_Task description_
Repeat the records below exactly.

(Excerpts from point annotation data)
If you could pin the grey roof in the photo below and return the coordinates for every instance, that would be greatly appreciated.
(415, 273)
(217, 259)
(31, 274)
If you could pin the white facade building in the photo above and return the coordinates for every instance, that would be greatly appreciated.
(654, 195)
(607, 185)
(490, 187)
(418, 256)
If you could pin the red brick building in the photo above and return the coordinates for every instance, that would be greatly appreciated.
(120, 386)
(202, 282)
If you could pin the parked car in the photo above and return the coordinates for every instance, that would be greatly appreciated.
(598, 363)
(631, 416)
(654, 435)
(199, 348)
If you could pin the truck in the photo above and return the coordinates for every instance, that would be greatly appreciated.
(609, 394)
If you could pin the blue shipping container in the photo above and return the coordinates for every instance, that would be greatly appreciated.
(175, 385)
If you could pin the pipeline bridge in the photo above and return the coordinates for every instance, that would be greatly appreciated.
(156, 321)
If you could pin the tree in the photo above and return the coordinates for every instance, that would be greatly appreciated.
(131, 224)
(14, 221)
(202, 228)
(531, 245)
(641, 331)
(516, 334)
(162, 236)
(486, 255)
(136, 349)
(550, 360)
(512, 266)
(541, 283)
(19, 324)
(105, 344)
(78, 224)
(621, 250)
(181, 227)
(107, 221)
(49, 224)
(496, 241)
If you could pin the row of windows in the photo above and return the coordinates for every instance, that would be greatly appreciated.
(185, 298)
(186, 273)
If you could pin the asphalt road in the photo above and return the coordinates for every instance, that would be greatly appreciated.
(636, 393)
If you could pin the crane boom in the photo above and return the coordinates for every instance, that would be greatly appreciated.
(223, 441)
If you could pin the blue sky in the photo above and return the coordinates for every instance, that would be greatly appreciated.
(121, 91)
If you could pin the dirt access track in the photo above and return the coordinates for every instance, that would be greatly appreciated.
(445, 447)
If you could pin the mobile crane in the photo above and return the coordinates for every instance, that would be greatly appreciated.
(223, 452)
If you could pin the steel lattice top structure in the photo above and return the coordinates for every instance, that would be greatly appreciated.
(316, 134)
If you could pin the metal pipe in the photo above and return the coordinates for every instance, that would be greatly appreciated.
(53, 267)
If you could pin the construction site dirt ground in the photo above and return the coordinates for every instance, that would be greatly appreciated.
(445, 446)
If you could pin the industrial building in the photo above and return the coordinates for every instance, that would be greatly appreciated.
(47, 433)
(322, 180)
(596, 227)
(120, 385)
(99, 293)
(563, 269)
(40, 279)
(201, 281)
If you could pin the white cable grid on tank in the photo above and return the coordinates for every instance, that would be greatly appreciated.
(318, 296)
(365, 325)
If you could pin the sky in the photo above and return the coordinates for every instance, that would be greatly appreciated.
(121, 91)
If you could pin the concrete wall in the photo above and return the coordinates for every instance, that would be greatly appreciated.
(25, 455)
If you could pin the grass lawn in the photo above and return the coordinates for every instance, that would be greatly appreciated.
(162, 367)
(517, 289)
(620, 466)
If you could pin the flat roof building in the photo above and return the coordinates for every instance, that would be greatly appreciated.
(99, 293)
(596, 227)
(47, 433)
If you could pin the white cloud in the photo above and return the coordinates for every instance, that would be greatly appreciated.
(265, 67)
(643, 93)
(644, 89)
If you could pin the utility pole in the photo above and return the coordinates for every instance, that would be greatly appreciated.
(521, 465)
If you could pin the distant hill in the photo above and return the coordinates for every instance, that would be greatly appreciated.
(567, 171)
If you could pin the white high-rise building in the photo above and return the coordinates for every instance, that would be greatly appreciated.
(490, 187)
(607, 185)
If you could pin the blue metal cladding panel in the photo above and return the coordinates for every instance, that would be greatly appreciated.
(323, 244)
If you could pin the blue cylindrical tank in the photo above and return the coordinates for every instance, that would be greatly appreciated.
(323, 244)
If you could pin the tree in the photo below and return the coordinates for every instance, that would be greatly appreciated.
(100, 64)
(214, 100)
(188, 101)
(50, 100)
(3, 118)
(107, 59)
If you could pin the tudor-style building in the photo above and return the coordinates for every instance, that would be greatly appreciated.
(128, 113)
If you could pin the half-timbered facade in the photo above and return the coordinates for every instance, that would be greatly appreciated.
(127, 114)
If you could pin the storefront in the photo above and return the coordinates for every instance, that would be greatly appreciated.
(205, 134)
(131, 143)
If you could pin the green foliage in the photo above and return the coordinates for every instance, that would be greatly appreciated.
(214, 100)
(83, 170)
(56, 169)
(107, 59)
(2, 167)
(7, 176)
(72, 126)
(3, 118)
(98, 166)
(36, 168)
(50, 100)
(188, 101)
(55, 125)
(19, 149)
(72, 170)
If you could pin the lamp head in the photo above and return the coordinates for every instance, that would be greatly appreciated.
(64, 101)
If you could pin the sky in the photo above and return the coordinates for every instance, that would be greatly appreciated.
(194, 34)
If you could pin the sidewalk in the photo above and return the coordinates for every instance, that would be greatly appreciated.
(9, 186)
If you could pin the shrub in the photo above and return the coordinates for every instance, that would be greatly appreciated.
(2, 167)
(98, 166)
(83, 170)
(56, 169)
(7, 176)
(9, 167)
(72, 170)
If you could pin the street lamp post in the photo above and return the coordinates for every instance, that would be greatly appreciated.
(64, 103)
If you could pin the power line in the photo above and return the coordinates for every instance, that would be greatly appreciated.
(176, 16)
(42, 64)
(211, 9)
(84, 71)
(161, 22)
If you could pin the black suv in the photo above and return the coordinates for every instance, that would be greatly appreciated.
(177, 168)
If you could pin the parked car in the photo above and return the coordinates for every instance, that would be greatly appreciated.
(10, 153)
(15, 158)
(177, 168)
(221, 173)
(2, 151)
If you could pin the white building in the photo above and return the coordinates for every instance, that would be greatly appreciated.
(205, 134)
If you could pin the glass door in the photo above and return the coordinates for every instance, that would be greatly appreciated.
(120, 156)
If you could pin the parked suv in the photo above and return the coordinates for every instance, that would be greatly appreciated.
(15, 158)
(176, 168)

_Output for this exercise_
If you could pin the grey roof in the photo below and return the coordinates for every instance, that would be greatly appreciated.
(415, 273)
(217, 259)
(31, 274)
If you could pin the white facade building in the photo above and return the coordinates for every instance, that would be greatly appreciated.
(654, 195)
(607, 185)
(490, 187)
(418, 256)
If you could pin the red brick building in the photo above and return the coordinates for every instance, that would be greatly appreciated.
(120, 386)
(202, 282)
If you could pin the parked car in the photo above and return the coordinates for every instance, that would be greatly appreciated.
(598, 363)
(631, 416)
(654, 435)
(199, 348)
If you could pin the truck in the photo above and return the coordinates for every instance, that would be greatly appreciated.
(609, 394)
If you could pin the blue shipping container in the photo above and return the coordinates for every instance, that would be greatly appreciated.
(175, 385)
If you could pin the pipeline bridge in the photo above and return the coordinates for every instance, that would be greatly appreciated.
(156, 321)
If you could pin the tree in the photo above and return the coordinates for every instance, that would be greatly appreciated.
(131, 224)
(14, 221)
(202, 228)
(531, 245)
(641, 331)
(516, 334)
(162, 236)
(486, 255)
(136, 349)
(550, 360)
(512, 266)
(541, 283)
(19, 324)
(105, 344)
(78, 224)
(621, 250)
(181, 227)
(107, 221)
(49, 224)
(496, 241)
If you could pin the row of windows in the photo above and return the coordinates for every instance, that would be greatly appreciated.
(185, 298)
(186, 273)
If you could pin the asphalt road in the photo above and return the coordinates for every instance, that would be greatly appreciated.
(636, 393)
If you could pin the crane boom in the photo above and return the coordinates for every instance, that would be greatly appreciated.
(223, 441)
If you could pin the blue sky in the photo above and return the coordinates for every instance, that would be greatly appreciated.
(121, 91)
If you could pin the dirt access track in the photo above and return the coordinates for every instance, that would be greatly appreciated.
(445, 447)
If you could pin the mobile crane in the photo above and return the coordinates for every instance, that would be greatly appreciated.
(223, 452)
If you could pin the steel lattice top structure in the photo above and return the coordinates for every instance, that would be greatly appreciated.
(316, 134)
If you could pin the metal pipe in the photo above and return the coordinates for every instance, that would be greatly appreciated.
(53, 267)
If you could pin the construction site dirt ground in the photo above and return the coordinates for every instance, that would be greatly appreciated.
(445, 446)
If you could pin the industrial building in the photo above and return the coordinates for every instance, that would be greatly appreciated.
(47, 433)
(322, 180)
(596, 227)
(120, 385)
(99, 293)
(563, 269)
(40, 279)
(201, 281)
If you could pin the white cable grid on tank in the photo above and return the coordinates for every instance, that would be greatly appreciated.
(318, 296)
(365, 325)
If you could pin the sky in the photo above and return the coordinates for every instance, that would be greatly appreciated.
(121, 91)
If you could pin the concrete wall in the photo above and return the coordinates for every instance, that would be greatly appreciated.
(25, 455)
If you could pin the grass lawn in the photo above and return the coordinates for every instance, that would be greatly appreciated.
(162, 367)
(517, 289)
(620, 466)
If you could pin the flat roof building in the photo above and return the coordinates for every instance, that would be greatly appreciated.
(99, 293)
(596, 227)
(47, 433)
If you could pin the white cloud in the photo above and return the coordinates for every instance, that would be greatly appreciated.
(265, 67)
(643, 93)
(644, 89)
If you could pin the utility pole in the photo above and return the coordinates for every instance, that would be greatly appreciated.
(521, 465)
If you could pin the distant hill in the photo above and return the coordinates for every instance, that would be greatly appreciated.
(567, 171)
If you could pin the white high-rise building in the photo above and return the coordinates for every instance, that would be greatly appreciated.
(490, 187)
(607, 185)
If you could pin the blue metal cladding panel in the photo above and return the coordinates for every instance, that would be greatly appreciated.
(323, 244)
If you could pin the blue cylindrical tank in the photo above and return the coordinates for every instance, that would be greatly appreciated.
(323, 244)
If you could pin the tree in the photo below and return the coordinates for every instance, that would be greatly appreciated.
(100, 64)
(214, 100)
(188, 101)
(50, 100)
(3, 118)
(107, 59)
If you could pin the tudor-style building in the photo above and return the coordinates for every instance, that would be greatly appreciated.
(128, 113)
If you could pin the half-timbered facade in the photo above and return the coordinates for every instance, that would be greatly appreciated.
(127, 114)
If you could pin the storefront in the photo above and return the coordinates for every instance, that would be greatly appreciated.
(205, 134)
(131, 143)
If you could pin the green foliage in the photo above and return the coordinates for every instance, that would be greatly appreciated.
(214, 100)
(83, 170)
(56, 169)
(107, 59)
(2, 167)
(7, 176)
(72, 126)
(3, 118)
(98, 166)
(36, 168)
(50, 100)
(188, 101)
(55, 125)
(19, 149)
(72, 170)
If you could pin the lamp head in the photo above and return the coordinates for every instance, that would be greatly appreciated.
(64, 101)
If you could pin the sky in the photo above and return the coordinates for every instance, that would be greatly appreciated.
(194, 34)
If you could pin the sidewalk in the photo above and return the coordinates for every instance, that would be greatly appreciated.
(9, 186)
If you could pin the shrub in the photo above and return the coordinates for every instance, that would be greatly appreciated.
(2, 167)
(98, 166)
(83, 170)
(56, 169)
(7, 176)
(9, 167)
(72, 170)
If you could pin the street lamp post in the photo above and return the coordinates for every instance, that would be greatly appreciated.
(64, 103)
If you could pin the power line in the photo above and return the coordinates for every instance, that would be greatly appreciated.
(176, 16)
(42, 64)
(211, 9)
(84, 71)
(161, 22)
If you could pin the black suv in the photo above and return the coordinates for every instance, that would be greatly appreciated.
(177, 168)
If you could pin the parked car in the photo above and return the coordinates for every instance, that would be greatly appreciated.
(10, 153)
(15, 158)
(177, 168)
(221, 173)
(2, 151)
If you could pin the white building in the photo above and return the coordinates for every instance, that would be greatly appreciated.
(205, 134)
If you could pin the glass door in the photo above and return the coordinates for every instance, that would be greatly appreciated.
(120, 156)
If you could pin the parked suv in the photo above and return the coordinates for every instance, that would be greatly appreciated.
(15, 158)
(176, 168)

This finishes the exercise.